> _Given request_
Copy out each of the items below word for word.

--- Start Given information ---

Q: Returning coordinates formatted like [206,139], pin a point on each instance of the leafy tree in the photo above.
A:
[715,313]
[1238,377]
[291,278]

--- End Given information ---

> _Task result_
Q: Returning coordinates formatted like [206,139], pin a point on each instance of the leafy tree in the photo above.
A:
[715,313]
[1238,377]
[291,278]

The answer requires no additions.